**Study text:**
┌────────
Submitted to: Professional Animal Scientist
Publication Type: Peer reviewed journal
Publication Acceptance Date: 4/24/2003
Publication Date: 5/15/2004
Citation: Eun, J., Fellner, V., Burns, J.C., Gumpertz, M.L. 2004. Eastern gamagrass evaluated as hay or silage for lactating dairy cows.. Professional Animal Scientist 19:362-369. Interpretive Summary: In the Southwestern USA corn silage and alfalfa harvested as hay or silage has been the major forages used in dairy rations. The use of a perennial forage that could be used in place of the annuals or short-lived perennials and one that would benefit both the environment and wildlife diversity would be very advantageous. Gamagrass, a long-term perennial native grass, was evaluated by lactating dairy cows to assess its potential as a substitute for corn silage and alfalfa. Ensiled gamagrass, compared with gamagrass preserved as hay, maintained its nutritive value well giving better feed efficiencies. Further, due to the extensively fermentable fiber and the associated N within the cell wall, milk urea N concentrations was less for silage compared with hay resulting in greater efficiencies of N utilization. The addition of corn to the gamagrass silage diet increased total dry matter intake and improved utilization of N over gamagrass fed alone. Including corn up to 50% of the gamagrass-based silage supported high milk yields without causing milk fat depression. Gamagrass ensiled well, was well consumed by cattle and offers potential to replace both corn and alfalfa for diary cattle enterprise.
└────────
**Data section:**
┌────────
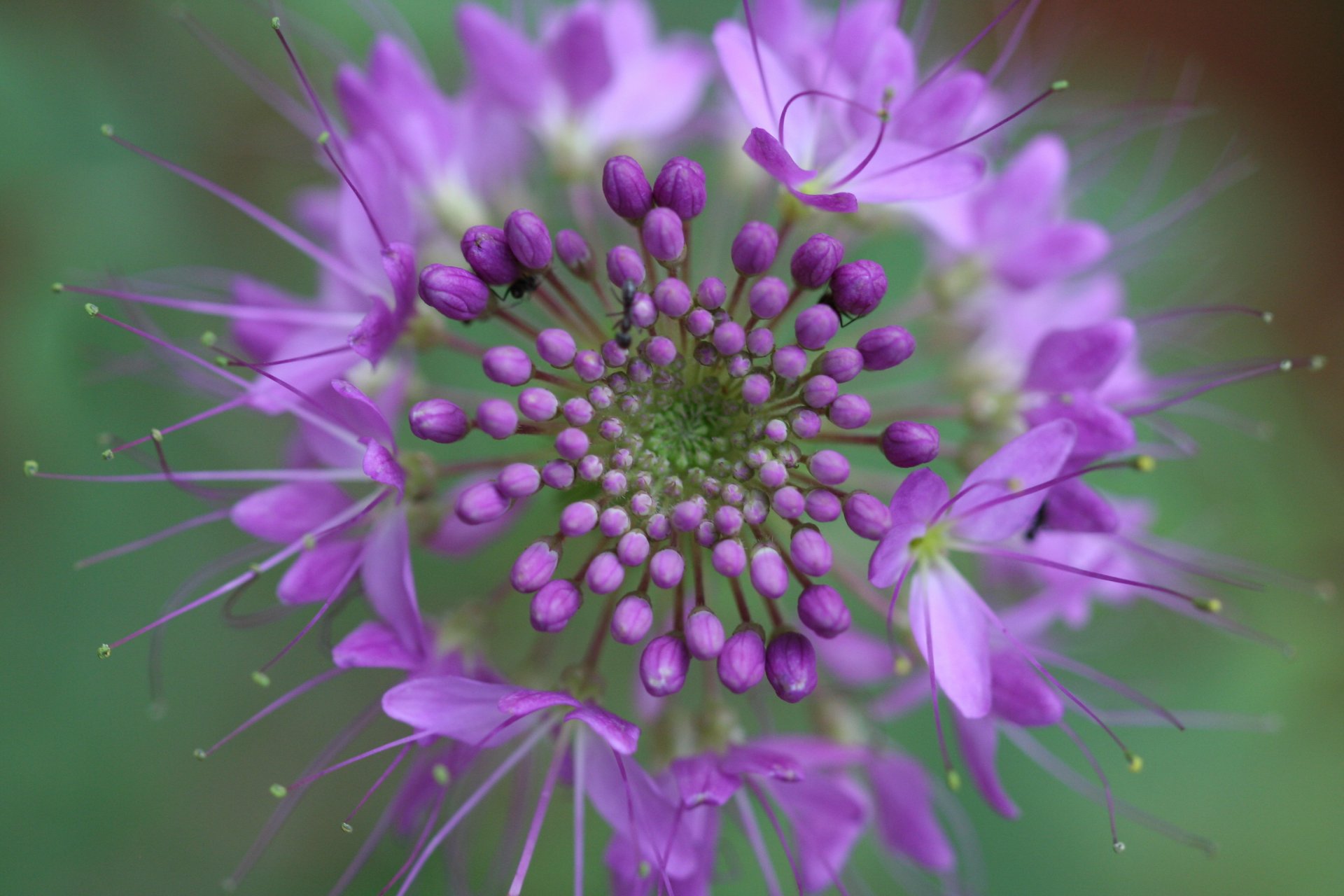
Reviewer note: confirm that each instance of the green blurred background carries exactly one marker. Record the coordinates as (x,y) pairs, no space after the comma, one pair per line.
(96,797)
└────────
**What the task asks:** Render this sentence from the gamagrass summary above in Spanish: "The addition of corn to the gamagrass silage diet increased total dry matter intake and improved utilization of N over gamagrass fed alone."

**Exercise output:** La adición de maíz a la dieta de ensilado de gamagrass aumentó el consumo total de materia seca y mejoró la utilización del N en comparación con el gamagrass suministrado solo.